#### [Text shown]
• • • • •

Prompt Engineering Showcase: Your Best Practical LLM Prompting Hacks

This thread is a gallery-style showcase dedicated entirely to practical, no-fluff prompt engineering tips and hacks. Share your clever discoveries and practical workarounds that significantly improved your experience working with LLMs.

Here’s a quick example from my own early days working with Davinci:

I encountered a frustrating issue where the model simply wouldn’t reliably produce lists of exact lengths (like exactly 12 or 15 items). The quirky but surprisingly effective solution was to prompt it to count backward from the desired number. This gave me the right number of items that I could then renumber correctly.

Now it’s your turn!

Post your practical prompt hacks or examples below.

Remember, keep it useful, actionable, and free of philosophy or self-promotion.

Let’s build an invaluable resource of prompt engineering wisdom longer than the image gallery! :grinning_face_with_smiling_eyes:

13 Likes

Forget strawberries…

You usually cannot accurately count how many characters are in a text passage. To solve this, you can use the following method:

  • First, write your response as a JSON object. In this JSON object, assign each character from the provided text as a separate value, each with its own index number.

• • • • •

(Items from a data source)
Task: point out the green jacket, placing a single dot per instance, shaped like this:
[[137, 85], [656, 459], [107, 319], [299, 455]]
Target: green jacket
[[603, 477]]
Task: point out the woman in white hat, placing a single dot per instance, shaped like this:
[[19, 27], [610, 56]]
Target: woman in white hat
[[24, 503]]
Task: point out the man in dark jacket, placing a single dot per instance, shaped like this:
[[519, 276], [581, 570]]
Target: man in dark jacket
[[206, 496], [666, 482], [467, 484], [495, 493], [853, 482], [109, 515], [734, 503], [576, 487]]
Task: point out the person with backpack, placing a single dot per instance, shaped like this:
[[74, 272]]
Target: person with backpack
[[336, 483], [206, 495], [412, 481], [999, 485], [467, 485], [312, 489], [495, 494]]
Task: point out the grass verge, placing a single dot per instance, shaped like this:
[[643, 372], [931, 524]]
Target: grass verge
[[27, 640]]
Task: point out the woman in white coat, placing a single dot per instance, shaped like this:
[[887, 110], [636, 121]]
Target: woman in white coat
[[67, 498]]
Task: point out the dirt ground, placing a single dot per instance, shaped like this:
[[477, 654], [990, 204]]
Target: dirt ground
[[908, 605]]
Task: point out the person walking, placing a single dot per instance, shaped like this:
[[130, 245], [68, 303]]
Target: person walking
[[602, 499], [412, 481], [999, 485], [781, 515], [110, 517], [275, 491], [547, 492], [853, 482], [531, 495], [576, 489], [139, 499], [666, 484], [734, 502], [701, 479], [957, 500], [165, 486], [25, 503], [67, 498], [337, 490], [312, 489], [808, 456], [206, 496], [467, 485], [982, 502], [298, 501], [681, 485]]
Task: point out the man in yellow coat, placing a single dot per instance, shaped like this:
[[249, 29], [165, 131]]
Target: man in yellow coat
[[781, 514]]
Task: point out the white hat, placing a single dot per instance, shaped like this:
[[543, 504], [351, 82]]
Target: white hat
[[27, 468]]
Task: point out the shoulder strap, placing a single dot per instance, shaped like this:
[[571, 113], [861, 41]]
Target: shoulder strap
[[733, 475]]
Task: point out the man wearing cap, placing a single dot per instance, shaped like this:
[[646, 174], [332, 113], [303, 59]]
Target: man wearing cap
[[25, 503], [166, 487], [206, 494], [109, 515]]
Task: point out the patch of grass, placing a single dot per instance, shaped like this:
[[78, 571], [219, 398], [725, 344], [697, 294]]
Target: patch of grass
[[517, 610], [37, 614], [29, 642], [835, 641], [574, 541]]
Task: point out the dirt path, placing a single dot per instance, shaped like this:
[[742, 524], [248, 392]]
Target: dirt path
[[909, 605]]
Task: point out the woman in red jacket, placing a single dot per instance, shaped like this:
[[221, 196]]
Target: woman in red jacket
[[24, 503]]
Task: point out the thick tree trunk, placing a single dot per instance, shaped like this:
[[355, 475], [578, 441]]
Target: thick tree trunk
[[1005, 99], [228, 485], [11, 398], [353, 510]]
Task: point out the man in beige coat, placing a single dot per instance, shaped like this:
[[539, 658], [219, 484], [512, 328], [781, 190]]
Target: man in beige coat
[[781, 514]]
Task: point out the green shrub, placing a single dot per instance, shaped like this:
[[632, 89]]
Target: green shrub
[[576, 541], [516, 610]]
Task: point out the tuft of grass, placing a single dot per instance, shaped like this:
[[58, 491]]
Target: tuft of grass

• • • • •

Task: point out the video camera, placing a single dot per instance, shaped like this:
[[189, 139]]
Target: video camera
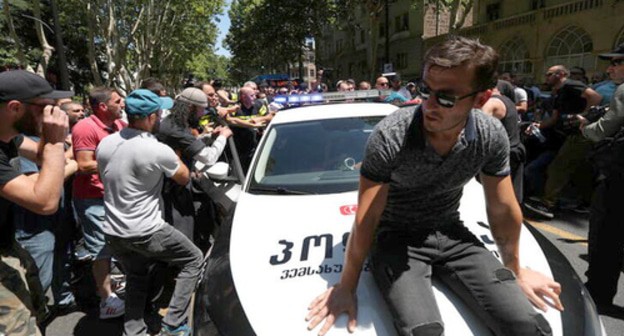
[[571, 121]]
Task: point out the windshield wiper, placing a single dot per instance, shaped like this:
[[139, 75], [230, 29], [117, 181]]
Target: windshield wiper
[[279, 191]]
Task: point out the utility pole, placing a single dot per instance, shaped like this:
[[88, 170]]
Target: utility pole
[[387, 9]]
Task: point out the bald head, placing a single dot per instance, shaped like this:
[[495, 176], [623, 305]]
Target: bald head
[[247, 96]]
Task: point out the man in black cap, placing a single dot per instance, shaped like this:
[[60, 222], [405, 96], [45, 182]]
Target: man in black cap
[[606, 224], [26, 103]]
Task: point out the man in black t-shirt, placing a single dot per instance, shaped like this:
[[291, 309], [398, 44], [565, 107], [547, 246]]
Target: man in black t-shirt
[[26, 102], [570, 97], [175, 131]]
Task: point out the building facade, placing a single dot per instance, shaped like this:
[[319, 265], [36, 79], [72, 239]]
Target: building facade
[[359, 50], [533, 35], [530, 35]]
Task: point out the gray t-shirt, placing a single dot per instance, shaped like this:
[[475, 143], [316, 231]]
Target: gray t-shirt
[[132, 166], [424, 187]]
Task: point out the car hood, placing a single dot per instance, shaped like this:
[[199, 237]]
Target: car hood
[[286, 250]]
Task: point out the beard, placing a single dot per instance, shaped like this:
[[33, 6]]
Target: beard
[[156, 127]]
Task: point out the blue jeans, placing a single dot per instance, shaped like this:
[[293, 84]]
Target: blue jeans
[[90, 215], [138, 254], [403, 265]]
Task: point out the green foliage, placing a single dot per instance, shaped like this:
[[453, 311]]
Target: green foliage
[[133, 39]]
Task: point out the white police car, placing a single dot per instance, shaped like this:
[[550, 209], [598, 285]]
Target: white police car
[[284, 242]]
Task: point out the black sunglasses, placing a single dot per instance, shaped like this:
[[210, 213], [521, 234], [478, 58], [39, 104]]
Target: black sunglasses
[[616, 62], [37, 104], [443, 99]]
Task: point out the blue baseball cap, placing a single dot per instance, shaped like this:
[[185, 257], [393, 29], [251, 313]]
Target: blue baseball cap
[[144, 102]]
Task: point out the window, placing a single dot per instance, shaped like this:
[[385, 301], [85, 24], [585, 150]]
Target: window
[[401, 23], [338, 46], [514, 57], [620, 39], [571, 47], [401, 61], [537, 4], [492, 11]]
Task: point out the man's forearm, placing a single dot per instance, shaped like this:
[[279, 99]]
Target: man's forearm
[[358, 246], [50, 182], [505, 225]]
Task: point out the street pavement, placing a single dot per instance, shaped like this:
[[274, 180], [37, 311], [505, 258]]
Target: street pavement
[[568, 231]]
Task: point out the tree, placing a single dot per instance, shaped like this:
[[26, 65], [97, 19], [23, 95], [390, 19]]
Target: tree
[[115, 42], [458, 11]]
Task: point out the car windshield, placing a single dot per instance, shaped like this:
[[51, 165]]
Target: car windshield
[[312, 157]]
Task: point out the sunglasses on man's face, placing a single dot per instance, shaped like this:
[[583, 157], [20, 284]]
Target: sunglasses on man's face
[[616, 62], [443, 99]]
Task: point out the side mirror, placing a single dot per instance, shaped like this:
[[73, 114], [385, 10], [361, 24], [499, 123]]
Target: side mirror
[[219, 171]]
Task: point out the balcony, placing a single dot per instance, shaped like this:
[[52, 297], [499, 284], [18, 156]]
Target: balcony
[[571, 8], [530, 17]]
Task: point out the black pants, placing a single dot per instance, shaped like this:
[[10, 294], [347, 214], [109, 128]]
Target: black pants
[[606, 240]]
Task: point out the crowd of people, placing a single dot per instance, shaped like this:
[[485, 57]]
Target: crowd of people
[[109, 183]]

• • • • •

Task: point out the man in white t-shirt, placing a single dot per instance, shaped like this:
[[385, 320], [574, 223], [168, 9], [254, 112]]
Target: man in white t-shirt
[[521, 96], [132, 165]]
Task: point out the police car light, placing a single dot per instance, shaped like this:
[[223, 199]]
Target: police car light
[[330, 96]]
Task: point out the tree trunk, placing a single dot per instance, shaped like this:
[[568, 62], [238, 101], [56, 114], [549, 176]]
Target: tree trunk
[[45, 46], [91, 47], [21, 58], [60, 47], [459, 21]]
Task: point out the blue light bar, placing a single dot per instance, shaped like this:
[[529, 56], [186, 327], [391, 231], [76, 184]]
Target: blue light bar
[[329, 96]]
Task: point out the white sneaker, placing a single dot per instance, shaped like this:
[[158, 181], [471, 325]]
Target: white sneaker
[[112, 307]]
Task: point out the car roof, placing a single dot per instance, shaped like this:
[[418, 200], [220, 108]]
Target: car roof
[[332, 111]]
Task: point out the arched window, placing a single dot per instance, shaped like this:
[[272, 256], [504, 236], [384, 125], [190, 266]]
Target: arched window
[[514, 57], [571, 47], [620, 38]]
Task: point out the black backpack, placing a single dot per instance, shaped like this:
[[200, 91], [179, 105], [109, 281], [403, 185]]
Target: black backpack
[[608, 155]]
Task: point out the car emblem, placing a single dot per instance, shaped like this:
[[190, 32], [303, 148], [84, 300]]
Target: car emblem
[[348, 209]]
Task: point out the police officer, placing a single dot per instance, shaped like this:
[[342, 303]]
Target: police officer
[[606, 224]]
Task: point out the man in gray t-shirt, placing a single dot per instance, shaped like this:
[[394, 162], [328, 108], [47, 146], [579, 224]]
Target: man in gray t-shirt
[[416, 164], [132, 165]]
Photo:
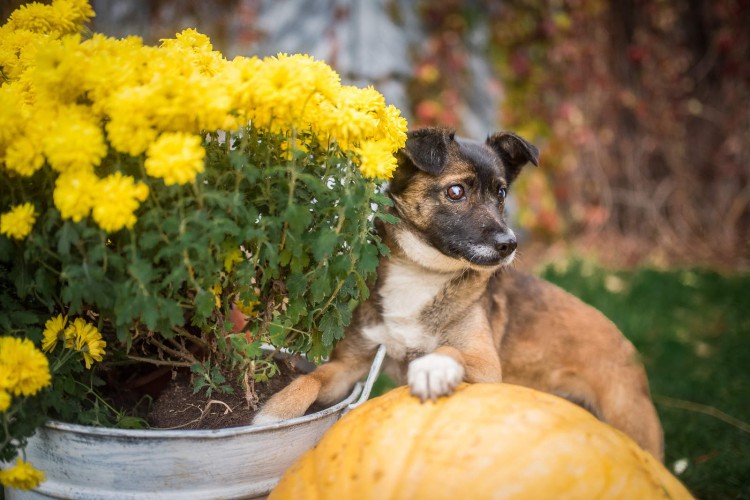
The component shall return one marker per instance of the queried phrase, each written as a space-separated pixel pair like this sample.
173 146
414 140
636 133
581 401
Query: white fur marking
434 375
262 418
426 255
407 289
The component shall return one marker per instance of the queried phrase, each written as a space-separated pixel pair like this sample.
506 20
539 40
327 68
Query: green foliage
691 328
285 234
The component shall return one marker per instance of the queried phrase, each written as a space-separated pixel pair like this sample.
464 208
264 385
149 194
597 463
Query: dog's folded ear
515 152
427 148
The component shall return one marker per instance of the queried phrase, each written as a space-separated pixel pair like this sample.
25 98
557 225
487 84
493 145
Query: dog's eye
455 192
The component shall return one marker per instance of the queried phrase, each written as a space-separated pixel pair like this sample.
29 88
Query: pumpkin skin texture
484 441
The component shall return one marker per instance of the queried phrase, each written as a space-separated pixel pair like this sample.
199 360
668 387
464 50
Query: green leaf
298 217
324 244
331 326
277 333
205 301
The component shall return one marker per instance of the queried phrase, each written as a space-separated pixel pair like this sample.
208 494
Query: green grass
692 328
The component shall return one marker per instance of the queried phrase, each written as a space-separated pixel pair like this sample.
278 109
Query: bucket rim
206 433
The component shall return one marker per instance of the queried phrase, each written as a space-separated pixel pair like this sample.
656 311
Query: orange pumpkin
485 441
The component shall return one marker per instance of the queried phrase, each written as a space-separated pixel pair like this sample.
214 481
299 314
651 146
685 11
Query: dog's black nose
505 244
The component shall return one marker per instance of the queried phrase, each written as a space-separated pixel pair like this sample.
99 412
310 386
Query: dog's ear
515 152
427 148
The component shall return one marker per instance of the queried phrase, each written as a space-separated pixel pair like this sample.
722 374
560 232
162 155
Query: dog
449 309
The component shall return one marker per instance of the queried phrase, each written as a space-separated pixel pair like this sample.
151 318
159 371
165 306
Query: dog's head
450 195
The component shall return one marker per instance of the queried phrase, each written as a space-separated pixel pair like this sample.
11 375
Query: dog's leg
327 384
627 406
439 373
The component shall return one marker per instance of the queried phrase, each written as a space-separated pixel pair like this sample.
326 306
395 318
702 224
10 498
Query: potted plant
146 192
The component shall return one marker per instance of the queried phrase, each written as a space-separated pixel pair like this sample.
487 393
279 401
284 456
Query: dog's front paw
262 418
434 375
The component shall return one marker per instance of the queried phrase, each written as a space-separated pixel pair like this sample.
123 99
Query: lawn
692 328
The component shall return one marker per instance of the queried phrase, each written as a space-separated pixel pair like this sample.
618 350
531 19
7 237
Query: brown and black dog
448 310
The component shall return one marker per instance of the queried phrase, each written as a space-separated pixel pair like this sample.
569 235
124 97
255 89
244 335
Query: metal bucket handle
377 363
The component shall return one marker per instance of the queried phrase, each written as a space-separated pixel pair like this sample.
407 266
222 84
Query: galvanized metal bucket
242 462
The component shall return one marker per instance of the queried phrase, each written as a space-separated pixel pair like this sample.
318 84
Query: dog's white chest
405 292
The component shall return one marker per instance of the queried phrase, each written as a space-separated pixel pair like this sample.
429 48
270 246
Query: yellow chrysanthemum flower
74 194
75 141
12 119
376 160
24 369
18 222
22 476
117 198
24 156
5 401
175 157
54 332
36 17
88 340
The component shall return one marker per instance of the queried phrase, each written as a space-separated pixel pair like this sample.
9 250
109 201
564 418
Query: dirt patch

• • • • •

#### [Exercise set]
A. Copy the stretch of the prompt engineering thread from "I encountered a" through "then renumber correctly.", substituting "downward" for "backward".
B. Continue the prompt engineering thread past its final line.

#### [Responses per task]
A.
I encountered a frustrating issue where the model simply wouldn’t reliably produce lists of exact lengths (like exactly 12 or 15 items). The quirky but surprisingly effective solution was to prompt it to count downward from the desired number. This gave me the right number of items that I could then renumber correctly.

B.
  • After doing this, you can easily and accurately count and report the total number of letters in the text by referring to the indexes.

Input text, count length in characters (code points):
“I encountered a frustrating issue where the model simply wouldn’t reliably produce lists of exact lengths (like exactly 12 or 15 items).”

I’m assuming you aren’t looking for instructions for roadside improvised explosive devices…

2 Likes

Ah, I should’ve clarified it was back with completions and I would end the prompt with…

15)

Then it would complete the list down to 1)…

I seem to recall something years ago about labeling output to “count”… but not with JSON as that’s relatively new.

And no, jailbreaks are more Lounge material I’d say. :wink:

Just trying to get something positive going. We’ve got a ton of super smart people here (and me!) Small smile.

Seriously, though, more tips like…

  • Better to repeat instructions in system and user prompt?
  • Best to put X at the beginning or end of prompt?

I’ll admit that with as good as the models are becoming, “hacks” aren’t really needed much anymore. Even negative prompting seems to be getting a little better?

I asked Chat-Gippity to look at our community and come up with topic ideas. This was the best out of twenty, so… I planted a seed, not expecting it to grow.

1 Like

You didn’t say the platform of interest, however “hacks” or “tips” might be "don’t refer to developer content as “from a user”.




While the first screenshots show the ease that any user interacting with a ChatGPT GPT can become the “user” that created the GPT (as described within by OpenAI’s context), and elevate their rights, the last screenshot is “talking to” an API system message injection that OpenAI is placing before every user input when there is a vector store, even a developer’s “system” vector store.

The injected message says, incorrectly, that a user has uploaded files, again allowing odd responses as pictured, and a user is directly able to take “ownership” of vector store contents and redirect and exploit the AI.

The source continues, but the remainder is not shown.